** BEGIN **

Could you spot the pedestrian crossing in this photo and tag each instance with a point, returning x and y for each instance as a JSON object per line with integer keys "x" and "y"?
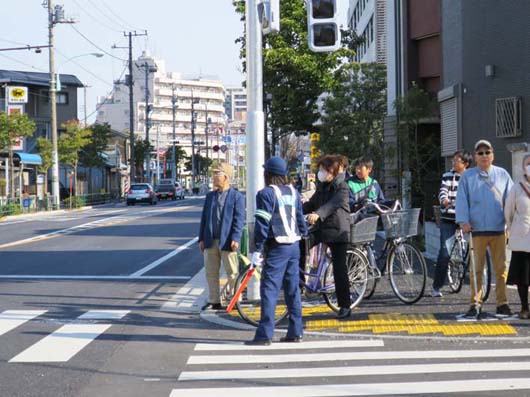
{"x": 355, "y": 367}
{"x": 65, "y": 342}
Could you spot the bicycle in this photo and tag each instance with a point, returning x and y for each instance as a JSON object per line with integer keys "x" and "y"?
{"x": 459, "y": 265}
{"x": 402, "y": 260}
{"x": 318, "y": 279}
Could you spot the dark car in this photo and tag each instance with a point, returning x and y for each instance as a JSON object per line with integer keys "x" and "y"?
{"x": 166, "y": 191}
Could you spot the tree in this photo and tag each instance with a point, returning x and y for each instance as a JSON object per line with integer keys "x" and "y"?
{"x": 141, "y": 149}
{"x": 45, "y": 148}
{"x": 71, "y": 143}
{"x": 354, "y": 113}
{"x": 292, "y": 74}
{"x": 91, "y": 156}
{"x": 13, "y": 127}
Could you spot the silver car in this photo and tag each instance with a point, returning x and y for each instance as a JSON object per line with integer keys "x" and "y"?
{"x": 141, "y": 193}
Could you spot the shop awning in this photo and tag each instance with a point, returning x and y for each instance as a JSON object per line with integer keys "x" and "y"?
{"x": 28, "y": 158}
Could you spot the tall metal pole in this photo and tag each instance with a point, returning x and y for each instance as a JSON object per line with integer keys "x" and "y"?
{"x": 131, "y": 114}
{"x": 173, "y": 106}
{"x": 255, "y": 133}
{"x": 53, "y": 108}
{"x": 193, "y": 120}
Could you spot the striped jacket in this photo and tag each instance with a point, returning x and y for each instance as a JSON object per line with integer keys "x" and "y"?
{"x": 448, "y": 190}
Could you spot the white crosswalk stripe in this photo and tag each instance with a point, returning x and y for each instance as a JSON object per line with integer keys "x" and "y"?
{"x": 329, "y": 368}
{"x": 64, "y": 343}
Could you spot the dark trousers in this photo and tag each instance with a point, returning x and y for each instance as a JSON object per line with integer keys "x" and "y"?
{"x": 340, "y": 268}
{"x": 447, "y": 230}
{"x": 280, "y": 271}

** END **

Set problem:
Give every line of the items above as a numbered list, leaving out blank lines and omitting the picture.

Response below:
1. Could you spot the pedestrian crossing in this photo and tag each instance with a point, returning x and y for each instance as a JSON object per line with integer keys "x" and "y"?
2. {"x": 355, "y": 367}
3. {"x": 65, "y": 342}
4. Could you spot the bicycle in this photo and tag each instance with a point, returning x and y for each instance as a JSON object per line with integer keys "x" and "y"?
5. {"x": 459, "y": 265}
6. {"x": 402, "y": 260}
7. {"x": 318, "y": 279}
8. Could you spot the dark car in this photo and tag each instance with a point, returning x and y for each instance as a JSON object per line with integer keys "x" and "y"?
9. {"x": 166, "y": 191}
10. Could you spot the tree in this photo and tag each instance with a point, returning x and y for each instance as a JSON object per line with integer keys "x" and "y"?
11. {"x": 141, "y": 149}
12. {"x": 45, "y": 148}
13. {"x": 71, "y": 143}
14. {"x": 354, "y": 113}
15. {"x": 292, "y": 74}
16. {"x": 91, "y": 156}
17. {"x": 13, "y": 127}
18. Could you spot the silver car in this photo and tag each instance with a point, returning x and y for each instance as a JSON object per line with integer keys "x" and "y"?
19. {"x": 141, "y": 193}
20. Could you spot the shop awning in this photo and tag each instance with a point, returning x and y for each instance as a JSON object per line with integer keys "x" and "y"?
21. {"x": 28, "y": 158}
22. Could you spot the tall metal pole in this photo and tag each instance with a point, returning x and y for each instance as a JSON object per line with integer keys "x" and "y"?
23. {"x": 131, "y": 114}
24. {"x": 173, "y": 106}
25. {"x": 255, "y": 133}
26. {"x": 53, "y": 108}
27. {"x": 193, "y": 120}
28. Could you spot the striped jacket in this photo and tag each instance with a point, returning x and y for each instance as a JSON object per line with integer keys "x" and "y"?
29. {"x": 448, "y": 190}
30. Could you spot the white crosswalk stripe in this photo and tag each instance with a point, returning x and y for each instance as a JSON object per line with integer keys "x" and "y"?
31. {"x": 329, "y": 368}
32. {"x": 64, "y": 343}
33. Could you spot the dark trousers in this photo and tag each instance with a point, returning x and y for each instance as a JSON object per line with integer keys "x" and "y"?
34. {"x": 340, "y": 268}
35. {"x": 447, "y": 230}
36. {"x": 280, "y": 271}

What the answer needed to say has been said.